• **Requirements**:
Pull out every line from the rows below that contains the word "objects". Copy each of those lines in full.

BEGIN Exercise data

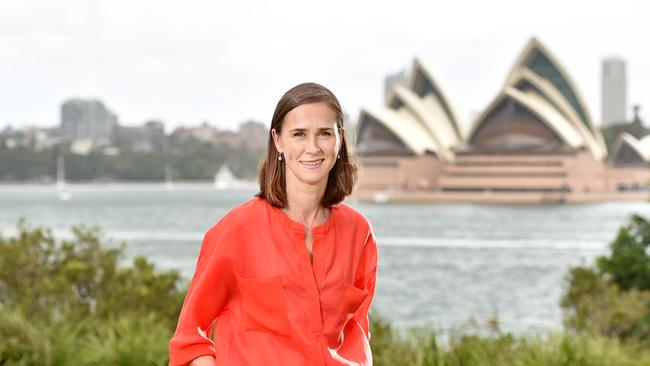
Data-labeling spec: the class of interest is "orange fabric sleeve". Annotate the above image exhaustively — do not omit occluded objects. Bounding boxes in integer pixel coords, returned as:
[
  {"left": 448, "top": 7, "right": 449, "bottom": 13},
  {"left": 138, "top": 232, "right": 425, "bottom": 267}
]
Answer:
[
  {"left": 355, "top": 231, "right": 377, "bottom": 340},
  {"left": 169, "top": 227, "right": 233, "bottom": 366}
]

END Exercise data
BEGIN Exercise data

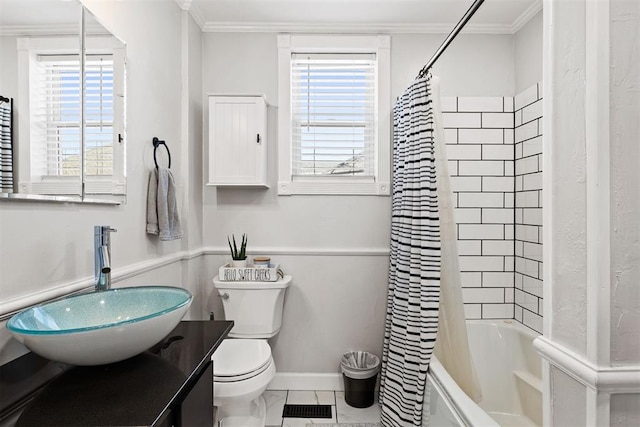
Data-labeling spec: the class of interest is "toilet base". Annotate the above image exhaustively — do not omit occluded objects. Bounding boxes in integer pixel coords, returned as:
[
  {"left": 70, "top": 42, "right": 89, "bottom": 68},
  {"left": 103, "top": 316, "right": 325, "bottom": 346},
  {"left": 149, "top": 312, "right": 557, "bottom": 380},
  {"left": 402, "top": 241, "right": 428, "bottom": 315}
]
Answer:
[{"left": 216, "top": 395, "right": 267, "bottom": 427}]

END Exercise data

• **Complete response**:
Data-labeling spec: the class of interest is "orange fabric sleeve". Annotate the above image exhaustively — do not omit occluded objects. Bounding boxes in integer pixel coords, returned as:
Data-labeling spec: the class of interest is "toilet base". Annotate the above image exhaustively — do not omit occluded objects. Bounding boxes in integer pixel coords, returned as:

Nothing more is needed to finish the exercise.